What is expected: If an entry holds a picture, leave that picture out; copy everything else exactly.

Given records:
*** Block opens ***
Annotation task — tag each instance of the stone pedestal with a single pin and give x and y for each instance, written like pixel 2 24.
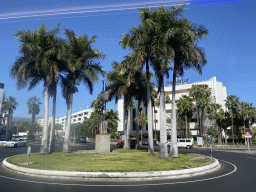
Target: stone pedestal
pixel 102 144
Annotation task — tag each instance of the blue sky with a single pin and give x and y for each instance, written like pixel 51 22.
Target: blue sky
pixel 230 45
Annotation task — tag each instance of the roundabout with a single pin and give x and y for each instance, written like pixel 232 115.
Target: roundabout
pixel 234 170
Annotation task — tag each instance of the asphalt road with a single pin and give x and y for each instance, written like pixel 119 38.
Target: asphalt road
pixel 237 173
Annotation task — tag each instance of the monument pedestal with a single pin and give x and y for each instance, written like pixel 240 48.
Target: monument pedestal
pixel 102 144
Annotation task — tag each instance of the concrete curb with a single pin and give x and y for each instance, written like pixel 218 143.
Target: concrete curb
pixel 119 175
*** Block closes ***
Worked solution:
Annotation task — tag each instance of the stone pedestal with a single pin and give x and y for each instance, written like pixel 2 24.
Target: stone pedestal
pixel 102 144
Annotation task — tag each instance of the blue sky with a single pin and give x and y for each instance, written like pixel 51 22.
Target: blue sky
pixel 230 45
Annotation task — tag each instance of the roundabout with a single pin and give x and y for each instance, written like pixel 232 115.
Target: roundabout
pixel 234 170
Annotation task — tag each instance of the asphalt road with a single pin and give x and y for each instance, written like pixel 119 38.
Target: asphalt road
pixel 237 173
Annotation task — tag each instance of the monument pedestal with a single pin and give x and y for each instance, written like pixel 240 48.
Target: monument pedestal
pixel 102 144
Annotation task — tag each instance of the concrete curb with a single pin and give x and y for each instance, written like pixel 218 143.
Target: concrete curb
pixel 119 175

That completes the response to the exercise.